(Referring expression pointing data)
--- START ---

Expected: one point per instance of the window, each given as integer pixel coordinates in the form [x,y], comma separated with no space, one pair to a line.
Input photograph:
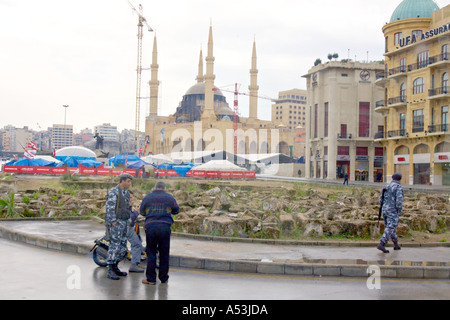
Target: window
[445,83]
[343,131]
[403,92]
[444,118]
[403,65]
[445,52]
[343,151]
[364,119]
[362,151]
[422,59]
[418,86]
[418,120]
[316,111]
[397,37]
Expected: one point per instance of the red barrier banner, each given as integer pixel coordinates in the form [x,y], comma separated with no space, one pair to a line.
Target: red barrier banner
[45,170]
[250,174]
[88,171]
[103,171]
[27,169]
[172,173]
[10,169]
[199,173]
[130,171]
[225,174]
[212,174]
[238,174]
[74,170]
[59,170]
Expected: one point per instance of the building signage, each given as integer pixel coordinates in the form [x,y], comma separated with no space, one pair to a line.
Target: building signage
[442,157]
[426,35]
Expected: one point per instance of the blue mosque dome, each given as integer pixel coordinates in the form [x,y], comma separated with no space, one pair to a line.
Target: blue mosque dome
[414,9]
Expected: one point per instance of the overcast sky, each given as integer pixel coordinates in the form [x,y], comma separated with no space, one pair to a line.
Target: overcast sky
[83,53]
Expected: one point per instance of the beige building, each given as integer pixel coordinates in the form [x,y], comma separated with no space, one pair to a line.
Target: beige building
[290,109]
[416,84]
[205,121]
[62,136]
[342,121]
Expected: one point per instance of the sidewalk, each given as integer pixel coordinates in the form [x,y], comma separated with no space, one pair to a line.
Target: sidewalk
[415,260]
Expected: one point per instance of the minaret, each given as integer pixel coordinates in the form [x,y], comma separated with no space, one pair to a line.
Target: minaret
[253,87]
[154,83]
[209,80]
[200,76]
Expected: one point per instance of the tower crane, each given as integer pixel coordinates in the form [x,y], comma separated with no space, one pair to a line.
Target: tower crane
[236,109]
[140,34]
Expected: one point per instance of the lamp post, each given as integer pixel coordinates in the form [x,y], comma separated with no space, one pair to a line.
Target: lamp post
[65,112]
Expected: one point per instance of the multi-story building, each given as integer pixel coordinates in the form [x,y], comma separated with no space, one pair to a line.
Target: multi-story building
[342,121]
[290,108]
[107,131]
[62,136]
[416,84]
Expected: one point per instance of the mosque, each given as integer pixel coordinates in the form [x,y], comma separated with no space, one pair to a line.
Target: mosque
[204,121]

--- END ---

## Required work
Apart from the pictures, all of the data should be repeated exactly.

## Response area
Expected: one point per instance of the window, each given as integer pixel coordinates in the form [x,y], comma separated with no space, one pair to a line.
Input photograph:
Target: window
[445,83]
[343,131]
[403,92]
[444,118]
[403,65]
[445,52]
[343,151]
[364,119]
[362,151]
[422,59]
[418,86]
[418,120]
[316,111]
[397,37]
Expected: one point per instance of the red barrier banner, each given as integer pixel coordinates in the form [x,y], comma separated with no space, one pair to a line.
Target: red barrier banner
[45,170]
[250,174]
[88,171]
[103,171]
[27,169]
[172,173]
[10,169]
[199,173]
[130,171]
[225,174]
[212,174]
[238,174]
[74,170]
[59,170]
Expected: one point per instance of the building signage, each given as integer pixel coordinates in the form [x,y], comma separated with no space, one pair to a line.
Target: building signage
[442,157]
[426,35]
Expected: one point per instance of the blue mosque dome, each given as integer pixel coordinates in the form [x,y], comma separated with no space, one pair to a line.
Target: blue mosque dome
[414,9]
Expected: one point per instance of the overcast sky, each given as integer pixel coordinates in the form [x,y], comma separated with no space, one pair to a line.
Target: overcast sky
[83,53]
Expected: one point per instance of the beige building, each given as integer pixel coordinates in the form [x,y], comma separated with no space, one pair to a line.
Target: beige building
[290,109]
[416,84]
[205,121]
[62,136]
[342,121]
Expected: one point per instance of the sidewalk, each given as integer pixel coordinates in the form [x,y], comma separated with no space, one pair to a line.
Target: sidewalk
[415,260]
Expected: one point per instance of the minaret, each given as integer pixel coordinates in the form [x,y], comma separated with no space, one pair to a line.
Target: minaret
[253,87]
[154,83]
[209,80]
[200,76]
Expected: one point per instance of the tower crane, each given as integer pixel coordinates in the form [x,y], comma separated with no space, one pair to a line.
Target: tower crane
[236,109]
[140,34]
Expected: one point per instance of the lamp post, each given as integer pixel coordinates in the form [x,y], comma separated with no space, one pair to a line.
Target: lamp post
[65,112]
Expected: one point per instance of the multi-story building, each given as integer pixel coordinates in the form [x,y], comma separated with no space, one pair to a line.
Target: multi-story building
[342,121]
[290,108]
[107,131]
[62,136]
[416,84]
Expected: one point per instance of the mosque, each given as integer pixel coordinates in the form [x,y], comma separated with no space, one pair to a line.
Target: mosque
[204,121]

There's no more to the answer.